• [Written problem]
Reproduce each of the following items word for word.

• [Data rows]
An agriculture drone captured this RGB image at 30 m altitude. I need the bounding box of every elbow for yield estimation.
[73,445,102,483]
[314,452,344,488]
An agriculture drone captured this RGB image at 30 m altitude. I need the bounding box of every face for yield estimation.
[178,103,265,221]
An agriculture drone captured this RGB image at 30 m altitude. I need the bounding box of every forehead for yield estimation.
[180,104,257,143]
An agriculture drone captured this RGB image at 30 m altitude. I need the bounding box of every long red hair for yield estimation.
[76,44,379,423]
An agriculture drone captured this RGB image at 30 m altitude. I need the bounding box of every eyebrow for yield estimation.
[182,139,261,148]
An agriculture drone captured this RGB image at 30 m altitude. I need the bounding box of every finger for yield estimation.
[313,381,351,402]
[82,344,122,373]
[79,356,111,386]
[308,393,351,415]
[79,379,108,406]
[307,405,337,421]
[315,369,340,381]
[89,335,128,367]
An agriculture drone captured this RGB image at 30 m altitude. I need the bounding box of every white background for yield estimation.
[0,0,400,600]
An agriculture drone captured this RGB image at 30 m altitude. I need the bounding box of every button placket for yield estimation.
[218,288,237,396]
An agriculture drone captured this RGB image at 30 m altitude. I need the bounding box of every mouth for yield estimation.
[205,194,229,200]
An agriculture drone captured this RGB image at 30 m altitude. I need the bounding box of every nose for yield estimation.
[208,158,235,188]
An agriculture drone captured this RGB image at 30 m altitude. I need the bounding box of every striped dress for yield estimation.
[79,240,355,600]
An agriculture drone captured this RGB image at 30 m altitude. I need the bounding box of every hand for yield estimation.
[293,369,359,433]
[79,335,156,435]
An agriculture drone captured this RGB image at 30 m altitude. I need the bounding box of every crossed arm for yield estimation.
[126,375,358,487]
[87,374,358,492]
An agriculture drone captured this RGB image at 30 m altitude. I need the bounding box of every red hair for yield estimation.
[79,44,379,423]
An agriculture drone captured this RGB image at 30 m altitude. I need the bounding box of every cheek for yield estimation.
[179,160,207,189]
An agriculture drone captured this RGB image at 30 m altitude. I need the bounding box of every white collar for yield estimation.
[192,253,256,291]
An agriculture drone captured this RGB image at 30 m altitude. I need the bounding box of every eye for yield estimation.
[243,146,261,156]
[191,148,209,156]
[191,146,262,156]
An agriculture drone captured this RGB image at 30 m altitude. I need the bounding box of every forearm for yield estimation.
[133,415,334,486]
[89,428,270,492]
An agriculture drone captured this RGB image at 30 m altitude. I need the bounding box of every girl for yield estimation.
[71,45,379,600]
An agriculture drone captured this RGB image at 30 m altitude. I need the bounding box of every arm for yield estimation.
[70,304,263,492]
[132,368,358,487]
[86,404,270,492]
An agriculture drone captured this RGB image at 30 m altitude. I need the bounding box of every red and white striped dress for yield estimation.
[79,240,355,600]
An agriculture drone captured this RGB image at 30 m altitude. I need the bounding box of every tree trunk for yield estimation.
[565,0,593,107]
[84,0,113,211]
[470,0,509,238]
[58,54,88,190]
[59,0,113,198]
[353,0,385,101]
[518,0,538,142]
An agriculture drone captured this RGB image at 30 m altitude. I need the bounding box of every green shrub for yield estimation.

• [The response]
An agriculture drone captured this RGB image at 30 m altitude. I need the bounding box of every elbow for yield estimation.
[73,445,102,483]
[314,452,344,488]
An agriculture drone captured this RGB image at 30 m altitude. I need the bounding box of every face for yield estimation.
[178,103,265,221]
An agriculture drone captured this RGB image at 30 m altitude. I need the bounding box of every forehead for yield estimation.
[180,104,257,143]
An agriculture drone captured this RGB image at 30 m altitude. I need the bounding box of every long red hair for yield estimation.
[76,44,379,423]
An agriculture drone captured this RGB image at 30 m altitude. I need the bounding box of every eyebrow for yield estimation.
[182,139,261,148]
An agriculture drone captured this RGB image at 30 m altitude. I need the bounding box of every finger for yield estimation.
[313,381,351,402]
[82,344,122,373]
[79,356,111,386]
[308,393,351,415]
[79,379,108,406]
[307,405,337,421]
[315,369,340,381]
[89,335,128,367]
An agriculture drone captured this RGB image at 30 m altitude. I need the bounding box of every white background for yield estimation.
[0,0,400,600]
An agriculture drone captured this RGB image at 30 m altitude. I need the bounding box of every button placket for yield estimation.
[218,288,237,396]
An agriculture drone captured this RGB image at 30 m altitude. I need the bounding box of every mouth for yield estimation.
[205,194,229,200]
An agriculture drone captured this RGB image at 30 m altitude. I need the bounding box of every nose for yield estimation.
[208,158,235,188]
An agriculture drone captured this RGB image at 30 m altitude. I need the bounding box of every striped dress for yield estimation.
[79,240,355,600]
An agriculture drone captured this RGB image at 30 m altitude. I need the bounding box of every hand for yield estimation.
[293,369,359,433]
[79,335,156,435]
An agriculture drone captured this RGB image at 30 m altitude. I need the bounding box of every crossed arm for yield estimation.
[126,375,358,487]
[87,374,358,492]
An agriculture drone captured this RGB image at 30 m altitude. I need the bounding box of every red hair for yield estimation.
[79,44,379,423]
An agriculture drone captured this RGB image at 30 m altitude. I need the bounding box of every cheek for yield estimation.
[179,160,207,189]
An agriculture drone captured this RGB image at 30 m altitude. I need the bounding box of every white collar for yield estimation.
[192,253,256,291]
An agriculture drone captured this RGB image at 30 m altitude. I need the bounding box of every eye for yield estimation.
[243,146,261,156]
[191,148,209,156]
[191,146,262,156]
An agriculture drone captured this RGB image at 30 m altitude. I need the bounding box of every forearm for yield estimation.
[133,415,334,486]
[89,428,270,492]
An agriculture drone captured this RGB image at 30 m altitude. I need the bounding box of every girl for yield estimation.
[71,45,379,600]
An agriculture drone captured this RGB image at 30 m altitude. I need the bounding box of every arm for yield estimation.
[70,304,263,492]
[132,368,358,487]
[86,404,270,492]
An agriculture drone captured this RGB image at 30 m altitude. I need the bounding box of every red and white striped dress for yield estimation.
[79,240,355,600]
An agriculture drone captured this RGB image at 30 m altitude. I need the bounding box of every tree trunk for yield estimation.
[565,0,593,107]
[84,0,113,211]
[470,0,509,238]
[58,54,88,190]
[59,0,113,198]
[353,0,385,101]
[518,0,538,142]
An agriculture drone captured this RGB image at 30 m altitude. I need the bounding box of every green shrub for yield estimation.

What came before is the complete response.